[Задание]
Воспроизведите дословно отрывок из текста о конце и целости, начиная со слов «Уясненное до сих» и заканчивая словами «имеет характер больше-не-присутствия.».

[Текст]
Недостача, конец и целость
Онтологическая характеристика конца и целости в рамках этого разыскания может быть лишь предварительной. Ее удовлетворительное исполнение требует не только установления формальной структуры конца вообще и целости вообще. Оно требует вместе и развертывания их возможных региональных, т.е. деформализованных структурных видоизменений, отнесенных к всегда определенному «предметносодсржащему» сущему и детерминированных из его бытия. Этой задачей предполагается опять же достаточно однозначная, позитивная интерпретация способов бытия, требующих регионального разделения универсума сущего. Но понимание этих образов бытия требует проясненной идеи сущего вообще. Адекватное осуществление онтологического анализа конца и целости проваливается не только на пространности темы, но и на той принципиальной трудности, что для одоления этой задачи как раз искомое в данном разыскании (смысл бытия вообще) должно предполагаться уже найденным и известным.
Главный интерес последующих рассмотрении принадлежит «видоизменениям» конца и целости, которые как онтологические определенности присутствия должны направлять исходную интерпретацию этого сущего. В постоянном внимании к уже установленному экзистенциальному устройству присутствия мы должны попытаться решить, насколько эти ближайше навязывающиеся понятия конца и целости, сколь бы категориально неопределенными они ни оставались, онтологически несоразмерны присутствию. Отклонение этих понятий должно быть переработано в позитивное указание на их специфический регион. Тем самым упрочится понятность конца и целости в их видоизменении как экзистенциален, чем будет гарантирована возможность онтологической интерпретации смерти.
Если однако анализ конца и целости присутствия берет такой далекий ориентир, это все равно не может значить, что экзистенциальные понятия конца и целости придется получать на путях дедукции. Наоборот, надлежит извлечь экзистенциальный смысл прихода-к-концу присутствия из него самого и показать, как такое «скончание» способно конституировать бытийную целость сущего, которое экзистирует.
Уясненное до сих пор относительно смерти поддается формулировке в трех тезисах:
К присутствию принадлежит, пока оно есть, некое еще-не, чем оно будет, – постоянная недостача.
Приход-к-своему-концу всегда еще-не-до-конца-сущего (бытийное снятие недостачи) имеет характер больше-не-присутствия.

[Извлеченные данные]

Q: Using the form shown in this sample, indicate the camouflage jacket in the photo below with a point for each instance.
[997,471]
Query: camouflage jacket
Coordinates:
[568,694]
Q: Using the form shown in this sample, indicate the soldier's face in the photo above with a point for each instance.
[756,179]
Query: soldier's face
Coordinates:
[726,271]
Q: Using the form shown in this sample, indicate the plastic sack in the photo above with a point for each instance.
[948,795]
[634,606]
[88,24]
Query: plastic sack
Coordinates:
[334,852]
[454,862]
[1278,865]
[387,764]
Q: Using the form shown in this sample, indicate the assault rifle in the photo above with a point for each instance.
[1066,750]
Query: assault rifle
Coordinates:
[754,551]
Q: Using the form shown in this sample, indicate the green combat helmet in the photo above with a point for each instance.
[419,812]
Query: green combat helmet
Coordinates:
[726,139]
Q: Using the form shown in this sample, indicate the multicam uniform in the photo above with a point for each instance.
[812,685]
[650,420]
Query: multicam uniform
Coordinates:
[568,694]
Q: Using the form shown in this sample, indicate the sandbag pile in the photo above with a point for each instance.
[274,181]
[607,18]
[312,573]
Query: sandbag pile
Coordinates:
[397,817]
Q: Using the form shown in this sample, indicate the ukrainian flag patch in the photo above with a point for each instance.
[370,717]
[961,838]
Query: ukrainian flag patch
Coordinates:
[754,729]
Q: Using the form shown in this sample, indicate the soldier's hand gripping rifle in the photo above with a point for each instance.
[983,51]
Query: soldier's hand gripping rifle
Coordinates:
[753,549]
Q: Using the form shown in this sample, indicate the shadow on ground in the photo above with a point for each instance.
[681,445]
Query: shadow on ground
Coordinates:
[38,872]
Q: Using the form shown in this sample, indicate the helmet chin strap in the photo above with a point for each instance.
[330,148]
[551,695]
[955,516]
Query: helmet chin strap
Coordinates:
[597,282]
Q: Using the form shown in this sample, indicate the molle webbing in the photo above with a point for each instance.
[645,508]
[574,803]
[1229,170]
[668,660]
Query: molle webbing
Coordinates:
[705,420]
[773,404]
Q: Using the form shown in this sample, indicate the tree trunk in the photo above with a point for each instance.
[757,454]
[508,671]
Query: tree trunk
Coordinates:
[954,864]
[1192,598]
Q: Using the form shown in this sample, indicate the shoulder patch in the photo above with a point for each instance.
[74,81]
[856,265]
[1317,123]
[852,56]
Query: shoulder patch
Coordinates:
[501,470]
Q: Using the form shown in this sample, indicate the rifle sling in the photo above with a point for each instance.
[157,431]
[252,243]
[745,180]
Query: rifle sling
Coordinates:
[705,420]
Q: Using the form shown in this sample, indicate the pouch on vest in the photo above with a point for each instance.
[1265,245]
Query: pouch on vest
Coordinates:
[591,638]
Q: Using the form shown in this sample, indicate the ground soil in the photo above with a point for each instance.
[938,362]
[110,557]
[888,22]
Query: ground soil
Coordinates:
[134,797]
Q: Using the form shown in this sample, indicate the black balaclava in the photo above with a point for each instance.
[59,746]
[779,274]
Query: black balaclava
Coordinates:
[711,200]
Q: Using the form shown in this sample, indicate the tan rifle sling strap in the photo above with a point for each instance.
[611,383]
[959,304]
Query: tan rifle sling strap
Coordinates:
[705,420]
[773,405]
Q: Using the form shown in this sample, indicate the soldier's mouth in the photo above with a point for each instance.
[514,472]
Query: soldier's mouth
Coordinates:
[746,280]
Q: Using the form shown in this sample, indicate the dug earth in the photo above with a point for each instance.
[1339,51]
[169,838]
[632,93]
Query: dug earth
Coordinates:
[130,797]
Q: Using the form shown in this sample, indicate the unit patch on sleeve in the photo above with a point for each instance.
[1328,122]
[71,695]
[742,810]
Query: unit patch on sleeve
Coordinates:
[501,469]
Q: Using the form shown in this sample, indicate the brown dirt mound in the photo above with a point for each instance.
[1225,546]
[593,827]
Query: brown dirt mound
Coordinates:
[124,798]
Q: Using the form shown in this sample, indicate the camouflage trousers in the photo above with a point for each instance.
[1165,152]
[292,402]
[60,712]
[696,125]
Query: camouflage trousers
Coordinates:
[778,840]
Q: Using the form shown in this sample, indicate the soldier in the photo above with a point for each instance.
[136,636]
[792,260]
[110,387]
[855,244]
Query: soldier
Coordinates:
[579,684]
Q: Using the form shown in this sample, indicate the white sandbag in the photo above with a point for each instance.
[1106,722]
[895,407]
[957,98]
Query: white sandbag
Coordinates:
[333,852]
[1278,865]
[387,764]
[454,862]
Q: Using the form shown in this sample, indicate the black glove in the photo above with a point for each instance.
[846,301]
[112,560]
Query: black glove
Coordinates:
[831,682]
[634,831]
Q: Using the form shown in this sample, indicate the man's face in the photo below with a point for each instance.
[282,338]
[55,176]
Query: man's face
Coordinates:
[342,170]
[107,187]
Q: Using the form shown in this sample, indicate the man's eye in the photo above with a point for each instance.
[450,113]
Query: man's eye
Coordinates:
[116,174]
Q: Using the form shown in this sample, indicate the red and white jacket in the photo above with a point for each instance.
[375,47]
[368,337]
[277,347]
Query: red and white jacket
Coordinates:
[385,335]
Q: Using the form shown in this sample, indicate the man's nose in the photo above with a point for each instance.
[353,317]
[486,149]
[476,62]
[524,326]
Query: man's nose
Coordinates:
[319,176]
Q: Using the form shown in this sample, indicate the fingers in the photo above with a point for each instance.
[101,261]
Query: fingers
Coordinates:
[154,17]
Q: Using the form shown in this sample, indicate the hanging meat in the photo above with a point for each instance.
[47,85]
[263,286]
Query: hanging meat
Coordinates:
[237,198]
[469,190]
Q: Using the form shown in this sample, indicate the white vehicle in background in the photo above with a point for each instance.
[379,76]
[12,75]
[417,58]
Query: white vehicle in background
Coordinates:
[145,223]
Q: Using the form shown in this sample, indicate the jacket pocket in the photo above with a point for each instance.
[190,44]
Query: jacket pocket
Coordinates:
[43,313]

[Ответ на задание]
Уясненное до сих пор относительно смерти поддается формулировке в трех тезисах:
К присутствию принадлежит, пока оно есть, некое еще-не, чем оно будет, – постоянная недостача.
Приход-к-своему-концу всегда еще-не-до-конца-сущего (бытийное снятие недостачи) имеет характер больше-не-присутствия.